Server network connections typically take up most of the disk space in the Analytics Platform. Device authentications and adapter invocations are the most common types of network connections that are recorded in the Analytics Platform.

When you estimate hardware requirements, it is important to take into account the number of devices that will be connecting to your server and the number of adapter invocations each device will be making.

Client logs are sent when the client app is optionally configured to collect and send logs.
By default, client logs are set to “FATAL”, which means that only crash logs are forwarded to the PMF instance. With this default setting, client logs use less space than analytics data that are created by server network connections.

Changing this level and adding custom client logs drastically affects the disk space used by client logs. With more custom logs and higher verbosity log levels, client logs can consume much more disk space (by several magnitudes) than server network connections. When you estimate hardware requirements, you must take into consideration the size client logs and the frequency of sending these logs.

Server logs, which are produced by PMF and are saved to disk, are also forwarded to the PMF by default. Server logs will have the least impact on the disk space sizing.

Purging data

On Persistent Mobile Foundation Analytics, you can configure automatic purging of data.

□ □ □ □

**WORK INSTRUCTIONS**
Extend the passage on Analytics Platform disk usage, picking up after its final sentence about automatic data purging. The data that comes next is separate material, unrelated to the disk-space passage.

**SUPPLIED INFORMATION**
□ □ □ □

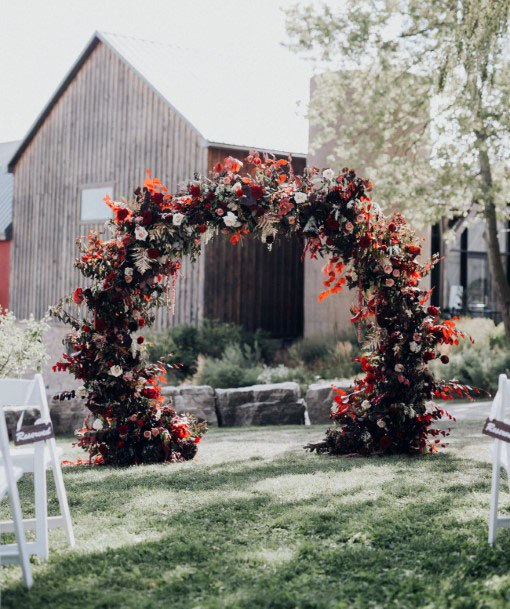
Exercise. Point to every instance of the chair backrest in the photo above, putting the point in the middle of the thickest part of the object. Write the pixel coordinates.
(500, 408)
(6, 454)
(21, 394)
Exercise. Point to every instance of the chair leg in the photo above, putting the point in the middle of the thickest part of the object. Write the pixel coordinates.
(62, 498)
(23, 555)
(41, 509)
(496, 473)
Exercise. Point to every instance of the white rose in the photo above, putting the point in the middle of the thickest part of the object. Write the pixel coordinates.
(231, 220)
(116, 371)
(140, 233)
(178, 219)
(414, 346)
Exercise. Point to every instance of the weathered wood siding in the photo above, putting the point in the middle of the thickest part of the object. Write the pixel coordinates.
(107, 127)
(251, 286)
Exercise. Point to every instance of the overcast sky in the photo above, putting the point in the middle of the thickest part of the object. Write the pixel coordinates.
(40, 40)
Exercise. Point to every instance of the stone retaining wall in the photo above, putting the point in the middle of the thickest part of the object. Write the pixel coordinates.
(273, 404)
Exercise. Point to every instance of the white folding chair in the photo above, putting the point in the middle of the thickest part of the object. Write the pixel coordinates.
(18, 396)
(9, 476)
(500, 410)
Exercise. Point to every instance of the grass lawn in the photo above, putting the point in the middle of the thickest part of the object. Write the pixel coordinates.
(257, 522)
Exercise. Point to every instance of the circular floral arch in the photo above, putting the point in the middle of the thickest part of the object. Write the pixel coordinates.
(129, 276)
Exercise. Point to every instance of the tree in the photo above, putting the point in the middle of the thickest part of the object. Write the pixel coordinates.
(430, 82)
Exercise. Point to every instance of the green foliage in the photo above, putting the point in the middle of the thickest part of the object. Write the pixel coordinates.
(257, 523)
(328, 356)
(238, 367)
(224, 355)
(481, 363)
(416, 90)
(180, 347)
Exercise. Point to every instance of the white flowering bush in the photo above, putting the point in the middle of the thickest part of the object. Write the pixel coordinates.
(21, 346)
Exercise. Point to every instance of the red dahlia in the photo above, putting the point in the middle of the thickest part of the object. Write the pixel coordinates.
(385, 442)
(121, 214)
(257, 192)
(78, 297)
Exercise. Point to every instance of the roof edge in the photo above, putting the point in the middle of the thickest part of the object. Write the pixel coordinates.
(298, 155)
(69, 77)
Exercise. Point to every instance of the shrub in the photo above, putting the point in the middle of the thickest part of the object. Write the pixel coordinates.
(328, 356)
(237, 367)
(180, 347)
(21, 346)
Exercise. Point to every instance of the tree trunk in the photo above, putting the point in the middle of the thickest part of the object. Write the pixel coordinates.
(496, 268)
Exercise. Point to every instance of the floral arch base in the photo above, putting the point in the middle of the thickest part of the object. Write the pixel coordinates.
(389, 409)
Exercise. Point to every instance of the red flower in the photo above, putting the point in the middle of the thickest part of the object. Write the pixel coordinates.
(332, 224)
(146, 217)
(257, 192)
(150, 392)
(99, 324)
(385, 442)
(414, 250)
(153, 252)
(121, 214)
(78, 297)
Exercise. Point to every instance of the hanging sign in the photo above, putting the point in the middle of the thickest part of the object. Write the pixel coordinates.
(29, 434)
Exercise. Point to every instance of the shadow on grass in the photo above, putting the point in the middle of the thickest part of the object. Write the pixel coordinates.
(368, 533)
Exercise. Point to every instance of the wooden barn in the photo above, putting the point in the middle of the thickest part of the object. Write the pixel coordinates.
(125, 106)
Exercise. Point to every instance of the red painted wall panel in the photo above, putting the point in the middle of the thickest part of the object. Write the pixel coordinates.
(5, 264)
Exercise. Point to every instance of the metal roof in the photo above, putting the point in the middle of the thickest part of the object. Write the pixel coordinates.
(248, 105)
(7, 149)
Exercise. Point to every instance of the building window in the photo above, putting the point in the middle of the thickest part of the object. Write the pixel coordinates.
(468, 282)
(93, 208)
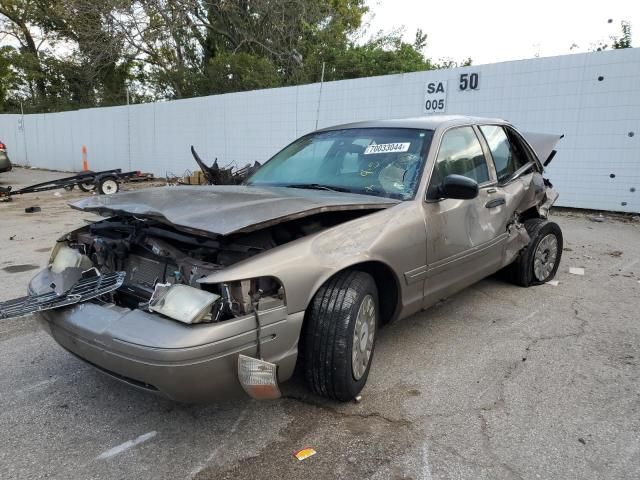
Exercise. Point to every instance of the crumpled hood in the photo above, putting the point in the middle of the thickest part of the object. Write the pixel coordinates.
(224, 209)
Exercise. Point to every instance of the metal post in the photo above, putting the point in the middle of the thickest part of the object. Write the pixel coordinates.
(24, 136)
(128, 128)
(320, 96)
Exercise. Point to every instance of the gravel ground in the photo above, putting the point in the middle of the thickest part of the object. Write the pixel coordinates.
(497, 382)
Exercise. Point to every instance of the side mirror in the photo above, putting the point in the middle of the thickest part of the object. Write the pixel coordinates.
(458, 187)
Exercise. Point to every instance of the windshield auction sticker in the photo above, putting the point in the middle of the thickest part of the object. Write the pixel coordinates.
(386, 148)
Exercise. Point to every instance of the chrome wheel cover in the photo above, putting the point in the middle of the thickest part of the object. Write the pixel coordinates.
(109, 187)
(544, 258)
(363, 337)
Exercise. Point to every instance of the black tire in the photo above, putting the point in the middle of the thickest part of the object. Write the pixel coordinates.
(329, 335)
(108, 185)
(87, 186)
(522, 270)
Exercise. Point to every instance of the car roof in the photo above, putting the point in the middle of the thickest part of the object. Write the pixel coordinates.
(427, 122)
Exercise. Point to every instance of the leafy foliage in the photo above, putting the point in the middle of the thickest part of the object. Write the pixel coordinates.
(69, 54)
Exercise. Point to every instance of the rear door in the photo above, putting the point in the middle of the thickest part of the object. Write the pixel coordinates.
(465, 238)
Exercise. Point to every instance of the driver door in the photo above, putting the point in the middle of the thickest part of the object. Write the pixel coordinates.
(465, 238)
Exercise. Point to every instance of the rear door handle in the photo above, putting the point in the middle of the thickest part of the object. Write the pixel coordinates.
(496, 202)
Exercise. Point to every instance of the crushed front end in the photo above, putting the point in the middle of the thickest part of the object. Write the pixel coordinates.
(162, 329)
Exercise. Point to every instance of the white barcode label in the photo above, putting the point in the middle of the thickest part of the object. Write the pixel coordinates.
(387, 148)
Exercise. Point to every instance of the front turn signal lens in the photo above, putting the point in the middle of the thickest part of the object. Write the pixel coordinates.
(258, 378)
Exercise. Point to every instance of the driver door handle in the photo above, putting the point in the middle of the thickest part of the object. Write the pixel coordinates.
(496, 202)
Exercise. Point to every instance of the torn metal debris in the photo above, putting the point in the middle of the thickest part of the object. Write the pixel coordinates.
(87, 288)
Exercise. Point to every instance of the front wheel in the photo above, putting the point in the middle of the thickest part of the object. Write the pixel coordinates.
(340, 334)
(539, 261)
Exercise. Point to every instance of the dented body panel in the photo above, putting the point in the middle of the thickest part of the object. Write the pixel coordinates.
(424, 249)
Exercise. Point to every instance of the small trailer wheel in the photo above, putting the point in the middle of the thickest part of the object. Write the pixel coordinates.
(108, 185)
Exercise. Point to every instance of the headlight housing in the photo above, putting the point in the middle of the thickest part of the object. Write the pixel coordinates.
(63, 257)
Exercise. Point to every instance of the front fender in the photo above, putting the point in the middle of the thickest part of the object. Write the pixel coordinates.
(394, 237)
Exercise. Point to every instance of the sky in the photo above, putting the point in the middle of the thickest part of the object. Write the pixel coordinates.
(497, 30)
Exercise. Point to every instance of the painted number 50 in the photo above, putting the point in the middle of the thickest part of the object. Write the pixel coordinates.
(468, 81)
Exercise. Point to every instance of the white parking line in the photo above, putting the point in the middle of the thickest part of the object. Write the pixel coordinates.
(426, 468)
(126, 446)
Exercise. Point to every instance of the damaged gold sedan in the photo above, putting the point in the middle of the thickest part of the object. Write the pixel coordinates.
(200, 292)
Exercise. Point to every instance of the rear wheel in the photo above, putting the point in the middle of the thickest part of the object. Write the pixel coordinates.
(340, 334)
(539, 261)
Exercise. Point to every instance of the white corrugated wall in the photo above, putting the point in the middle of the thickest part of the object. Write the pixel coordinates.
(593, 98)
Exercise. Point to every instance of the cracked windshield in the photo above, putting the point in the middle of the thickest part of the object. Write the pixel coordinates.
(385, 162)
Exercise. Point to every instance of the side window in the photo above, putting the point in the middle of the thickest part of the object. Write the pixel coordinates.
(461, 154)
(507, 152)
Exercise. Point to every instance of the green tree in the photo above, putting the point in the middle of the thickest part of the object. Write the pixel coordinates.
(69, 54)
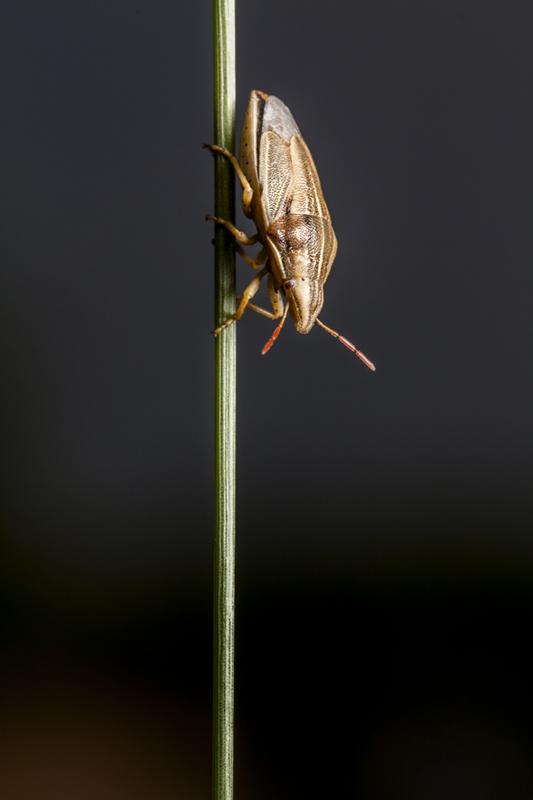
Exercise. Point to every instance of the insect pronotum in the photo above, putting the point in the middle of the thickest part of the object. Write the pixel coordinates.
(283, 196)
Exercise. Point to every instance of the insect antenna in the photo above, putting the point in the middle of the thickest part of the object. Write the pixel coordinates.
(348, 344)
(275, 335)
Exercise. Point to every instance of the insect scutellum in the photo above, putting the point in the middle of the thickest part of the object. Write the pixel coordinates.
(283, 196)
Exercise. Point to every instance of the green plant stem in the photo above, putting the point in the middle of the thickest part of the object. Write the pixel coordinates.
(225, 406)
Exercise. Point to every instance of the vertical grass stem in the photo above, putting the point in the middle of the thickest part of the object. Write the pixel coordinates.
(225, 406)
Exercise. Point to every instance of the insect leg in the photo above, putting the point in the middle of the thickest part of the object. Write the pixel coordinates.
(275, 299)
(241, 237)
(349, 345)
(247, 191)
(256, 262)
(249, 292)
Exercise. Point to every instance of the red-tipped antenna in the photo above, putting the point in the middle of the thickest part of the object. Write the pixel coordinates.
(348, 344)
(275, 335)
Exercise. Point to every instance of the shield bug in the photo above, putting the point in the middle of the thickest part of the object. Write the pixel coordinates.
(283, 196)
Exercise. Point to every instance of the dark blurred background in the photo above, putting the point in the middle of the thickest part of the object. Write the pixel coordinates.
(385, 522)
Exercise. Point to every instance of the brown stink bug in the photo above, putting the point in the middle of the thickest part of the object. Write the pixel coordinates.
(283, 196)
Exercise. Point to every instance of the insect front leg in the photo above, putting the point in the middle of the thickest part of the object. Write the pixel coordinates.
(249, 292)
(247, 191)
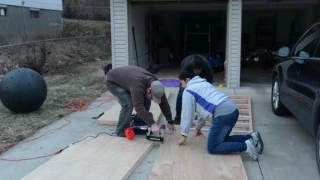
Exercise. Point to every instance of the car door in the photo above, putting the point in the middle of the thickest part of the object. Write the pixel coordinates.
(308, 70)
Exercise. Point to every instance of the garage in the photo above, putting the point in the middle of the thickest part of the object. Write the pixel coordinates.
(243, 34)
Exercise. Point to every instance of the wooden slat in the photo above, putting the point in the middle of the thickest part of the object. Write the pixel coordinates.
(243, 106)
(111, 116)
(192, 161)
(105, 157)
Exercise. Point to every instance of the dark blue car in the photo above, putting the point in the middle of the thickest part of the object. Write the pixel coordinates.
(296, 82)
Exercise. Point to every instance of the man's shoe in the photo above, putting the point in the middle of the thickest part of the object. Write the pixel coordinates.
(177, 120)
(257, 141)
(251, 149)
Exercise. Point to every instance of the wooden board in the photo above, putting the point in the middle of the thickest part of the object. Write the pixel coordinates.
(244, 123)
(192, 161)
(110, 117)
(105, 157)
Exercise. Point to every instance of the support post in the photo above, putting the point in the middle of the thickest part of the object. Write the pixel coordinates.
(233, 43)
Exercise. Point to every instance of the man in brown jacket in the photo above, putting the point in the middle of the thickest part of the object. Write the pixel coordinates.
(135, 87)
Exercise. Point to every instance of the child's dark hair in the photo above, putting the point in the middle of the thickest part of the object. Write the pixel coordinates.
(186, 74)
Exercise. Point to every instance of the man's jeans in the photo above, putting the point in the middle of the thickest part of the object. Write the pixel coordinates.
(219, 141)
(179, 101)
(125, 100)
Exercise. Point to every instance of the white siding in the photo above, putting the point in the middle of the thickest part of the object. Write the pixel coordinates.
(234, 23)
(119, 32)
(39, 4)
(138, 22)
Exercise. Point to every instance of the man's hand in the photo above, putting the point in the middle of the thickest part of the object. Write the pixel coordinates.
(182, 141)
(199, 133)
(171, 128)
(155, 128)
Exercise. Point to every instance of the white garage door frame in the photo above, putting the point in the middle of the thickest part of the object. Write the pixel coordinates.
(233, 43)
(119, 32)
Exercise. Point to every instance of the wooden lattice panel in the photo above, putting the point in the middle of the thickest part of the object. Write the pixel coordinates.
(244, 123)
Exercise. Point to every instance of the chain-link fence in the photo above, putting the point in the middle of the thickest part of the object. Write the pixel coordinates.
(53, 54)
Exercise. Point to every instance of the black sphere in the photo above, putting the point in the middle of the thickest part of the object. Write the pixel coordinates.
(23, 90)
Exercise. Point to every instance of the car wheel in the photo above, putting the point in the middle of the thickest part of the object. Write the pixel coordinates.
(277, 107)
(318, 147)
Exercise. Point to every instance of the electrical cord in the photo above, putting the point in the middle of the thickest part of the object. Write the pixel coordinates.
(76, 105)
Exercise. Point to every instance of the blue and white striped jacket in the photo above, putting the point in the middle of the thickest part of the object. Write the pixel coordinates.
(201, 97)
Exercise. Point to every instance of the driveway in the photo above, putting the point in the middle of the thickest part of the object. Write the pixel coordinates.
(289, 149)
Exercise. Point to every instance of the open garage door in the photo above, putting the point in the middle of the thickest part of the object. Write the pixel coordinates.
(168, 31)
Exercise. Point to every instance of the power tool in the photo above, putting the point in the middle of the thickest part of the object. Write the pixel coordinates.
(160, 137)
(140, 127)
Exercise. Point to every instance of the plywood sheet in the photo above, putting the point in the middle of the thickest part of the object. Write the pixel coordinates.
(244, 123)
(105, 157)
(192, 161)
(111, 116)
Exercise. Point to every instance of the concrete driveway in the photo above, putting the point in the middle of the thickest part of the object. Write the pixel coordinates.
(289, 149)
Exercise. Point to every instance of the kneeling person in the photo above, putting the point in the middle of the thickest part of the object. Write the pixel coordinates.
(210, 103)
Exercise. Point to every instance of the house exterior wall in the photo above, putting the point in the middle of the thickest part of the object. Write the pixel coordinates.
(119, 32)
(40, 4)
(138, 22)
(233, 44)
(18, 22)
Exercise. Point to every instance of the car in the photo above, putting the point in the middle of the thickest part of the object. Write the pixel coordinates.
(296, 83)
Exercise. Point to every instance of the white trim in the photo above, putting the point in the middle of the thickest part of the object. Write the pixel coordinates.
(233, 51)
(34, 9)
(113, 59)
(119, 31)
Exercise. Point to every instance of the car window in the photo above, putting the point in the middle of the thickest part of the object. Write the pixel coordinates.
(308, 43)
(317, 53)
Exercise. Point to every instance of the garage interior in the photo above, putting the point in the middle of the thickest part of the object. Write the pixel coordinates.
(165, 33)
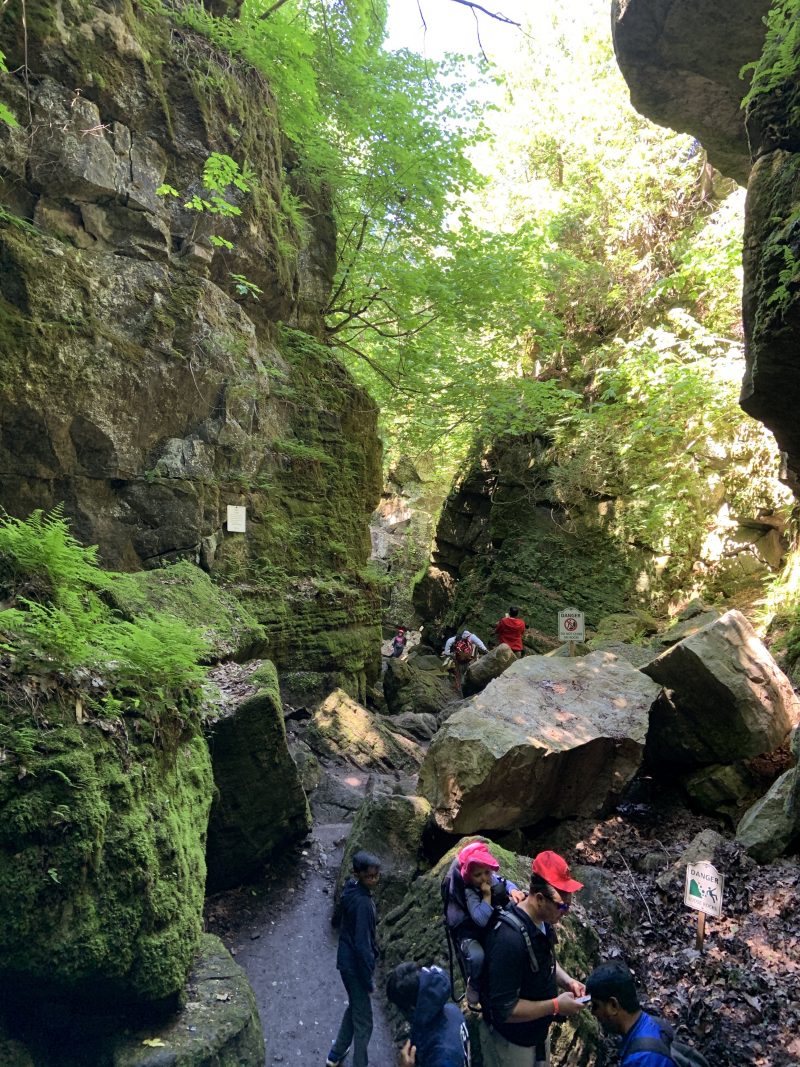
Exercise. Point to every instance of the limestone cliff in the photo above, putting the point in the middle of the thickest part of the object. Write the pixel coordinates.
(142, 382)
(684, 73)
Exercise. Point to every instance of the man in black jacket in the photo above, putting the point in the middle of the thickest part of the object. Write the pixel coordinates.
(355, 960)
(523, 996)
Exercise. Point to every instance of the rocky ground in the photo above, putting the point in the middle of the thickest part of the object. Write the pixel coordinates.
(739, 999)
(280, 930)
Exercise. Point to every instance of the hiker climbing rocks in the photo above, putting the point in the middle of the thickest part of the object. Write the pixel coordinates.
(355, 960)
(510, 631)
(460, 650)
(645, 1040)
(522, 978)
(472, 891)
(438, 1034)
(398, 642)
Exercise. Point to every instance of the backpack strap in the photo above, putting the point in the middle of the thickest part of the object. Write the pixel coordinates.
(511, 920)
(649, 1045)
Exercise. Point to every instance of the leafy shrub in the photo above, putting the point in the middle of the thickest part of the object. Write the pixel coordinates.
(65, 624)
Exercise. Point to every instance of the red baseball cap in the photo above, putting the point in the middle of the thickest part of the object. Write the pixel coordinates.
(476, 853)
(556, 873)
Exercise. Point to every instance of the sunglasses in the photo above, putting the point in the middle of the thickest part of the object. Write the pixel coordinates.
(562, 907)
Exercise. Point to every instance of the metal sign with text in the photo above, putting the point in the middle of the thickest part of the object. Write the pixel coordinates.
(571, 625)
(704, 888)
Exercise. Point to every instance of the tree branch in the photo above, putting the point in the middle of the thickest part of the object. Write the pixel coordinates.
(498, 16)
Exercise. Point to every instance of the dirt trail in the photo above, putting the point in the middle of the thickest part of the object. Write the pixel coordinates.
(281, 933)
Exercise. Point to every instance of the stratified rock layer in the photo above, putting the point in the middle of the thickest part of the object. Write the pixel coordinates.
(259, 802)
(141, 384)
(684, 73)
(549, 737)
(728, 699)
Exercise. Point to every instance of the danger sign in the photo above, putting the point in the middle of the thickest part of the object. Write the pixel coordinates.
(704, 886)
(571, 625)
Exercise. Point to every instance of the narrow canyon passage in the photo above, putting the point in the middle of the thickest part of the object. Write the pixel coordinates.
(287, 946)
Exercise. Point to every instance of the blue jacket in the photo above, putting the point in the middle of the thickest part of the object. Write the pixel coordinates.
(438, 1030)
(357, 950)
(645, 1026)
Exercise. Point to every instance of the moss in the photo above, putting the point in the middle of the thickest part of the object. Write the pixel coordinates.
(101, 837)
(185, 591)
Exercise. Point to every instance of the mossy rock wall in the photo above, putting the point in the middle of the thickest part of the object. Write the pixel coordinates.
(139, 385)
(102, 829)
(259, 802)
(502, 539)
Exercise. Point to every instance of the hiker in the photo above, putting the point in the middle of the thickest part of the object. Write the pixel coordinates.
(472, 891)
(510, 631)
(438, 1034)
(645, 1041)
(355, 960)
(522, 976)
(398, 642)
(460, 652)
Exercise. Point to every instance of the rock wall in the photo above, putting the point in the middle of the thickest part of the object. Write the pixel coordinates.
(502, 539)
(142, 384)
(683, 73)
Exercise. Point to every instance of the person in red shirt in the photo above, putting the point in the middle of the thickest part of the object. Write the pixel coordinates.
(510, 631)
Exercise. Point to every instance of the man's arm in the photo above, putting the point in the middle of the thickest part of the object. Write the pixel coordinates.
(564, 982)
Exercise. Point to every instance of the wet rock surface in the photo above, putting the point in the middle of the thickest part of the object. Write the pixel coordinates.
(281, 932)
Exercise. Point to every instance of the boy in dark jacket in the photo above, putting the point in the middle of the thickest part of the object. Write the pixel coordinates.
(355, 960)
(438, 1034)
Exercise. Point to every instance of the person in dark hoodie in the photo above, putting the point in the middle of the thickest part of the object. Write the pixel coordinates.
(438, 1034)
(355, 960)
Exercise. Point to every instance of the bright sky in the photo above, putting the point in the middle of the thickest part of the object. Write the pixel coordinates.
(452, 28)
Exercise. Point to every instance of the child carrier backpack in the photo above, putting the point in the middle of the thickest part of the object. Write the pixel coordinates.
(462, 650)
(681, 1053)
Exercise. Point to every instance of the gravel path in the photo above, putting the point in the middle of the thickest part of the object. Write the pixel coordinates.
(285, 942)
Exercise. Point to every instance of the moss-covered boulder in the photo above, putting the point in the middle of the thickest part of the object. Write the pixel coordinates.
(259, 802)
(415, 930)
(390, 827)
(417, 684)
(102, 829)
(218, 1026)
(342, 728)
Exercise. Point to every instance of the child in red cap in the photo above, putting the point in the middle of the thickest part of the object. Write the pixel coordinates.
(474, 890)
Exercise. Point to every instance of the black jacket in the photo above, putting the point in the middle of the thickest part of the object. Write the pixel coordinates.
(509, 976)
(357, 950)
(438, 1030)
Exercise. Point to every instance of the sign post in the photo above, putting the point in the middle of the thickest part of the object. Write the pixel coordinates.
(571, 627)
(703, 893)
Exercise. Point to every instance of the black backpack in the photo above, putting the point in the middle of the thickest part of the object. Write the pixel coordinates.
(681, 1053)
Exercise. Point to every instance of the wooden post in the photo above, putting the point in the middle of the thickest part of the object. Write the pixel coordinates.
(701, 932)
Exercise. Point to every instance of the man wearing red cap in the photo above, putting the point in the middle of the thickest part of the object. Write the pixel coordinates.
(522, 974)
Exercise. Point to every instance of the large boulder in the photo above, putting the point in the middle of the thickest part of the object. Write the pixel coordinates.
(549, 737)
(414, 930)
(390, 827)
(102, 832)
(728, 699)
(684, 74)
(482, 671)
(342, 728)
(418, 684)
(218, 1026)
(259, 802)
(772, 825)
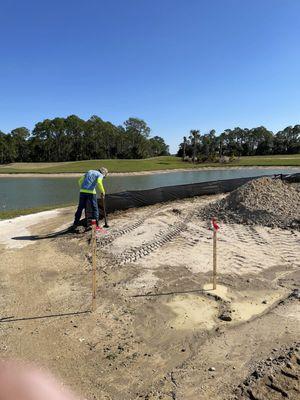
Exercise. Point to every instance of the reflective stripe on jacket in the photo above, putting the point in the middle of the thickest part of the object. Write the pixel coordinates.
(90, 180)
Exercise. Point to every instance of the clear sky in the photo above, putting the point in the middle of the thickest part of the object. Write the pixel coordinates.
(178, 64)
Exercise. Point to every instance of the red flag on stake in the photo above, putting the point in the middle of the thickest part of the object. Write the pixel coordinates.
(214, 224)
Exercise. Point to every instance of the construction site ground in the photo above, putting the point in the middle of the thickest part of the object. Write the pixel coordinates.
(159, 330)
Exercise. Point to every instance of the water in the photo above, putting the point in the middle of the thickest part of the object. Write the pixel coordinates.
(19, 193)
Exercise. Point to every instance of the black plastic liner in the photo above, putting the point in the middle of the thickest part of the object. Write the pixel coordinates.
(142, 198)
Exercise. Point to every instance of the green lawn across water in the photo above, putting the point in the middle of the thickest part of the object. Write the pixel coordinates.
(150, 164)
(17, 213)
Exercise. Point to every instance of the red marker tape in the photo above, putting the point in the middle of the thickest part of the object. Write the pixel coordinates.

□ □ □ □

**TASK ANSWER**
For more information, see the Persistent Mobile Foundation user documentation

Different data types can be purged at different intervals. This means that if you wish to keep a year's worth of server network event data but only three weeks of log data, you can set these values separately.

Log data takes up more space than server network event data. Depending on the configured verbosity, PMF could be sending a very large amount of log data. If disk space is limited, you must consider purging data more frequently or adding nodes to your Analytics cluster.

Clustering

You can add a new node to the analytics cluster with zero downtime. Therefore, you might want to start with a single node and add nodes as necessary. The total number of nodes that you can add to the cluster is equal to the number of shards that were created when the first node was installed.

For more information about shards and how to set up a cluster, see the Persistent Mobile Foundation user documentation

Direct Update

What is Direct Update?

When the administrator redeploys an app to the PMF instance without changing its version, PMF updates the web resources folder. Then, when an app connects to PMF, the server directly pushes the web resources (HTML, JavaScript, CSS and images) of the newly deployed app to the device. The push happens only when an app contains different web resources and the same native code.

Direct Update scalability challenges

When the administrator triggers direct update by redeploying an app to the PMF instance, it creates a surge of web resources download requests from the connected devices to the PMF. The IT organization has to be ready for it.

Factors that affect direct-update:

  1. # of concurrent direct-update requests. The # of downloads and especially the frequency of usage of the application (e.g. once an hour vs. once a month) will determine the number of requests the PMF can handle when the new version is pushed.
  2. Application size. There is an accumulative size limitation on the ability of the PMF to push data to clients.
  3. Difference in content. In Mobile Foundation 9.0, the difference in content between the old and the new version is also important (see below).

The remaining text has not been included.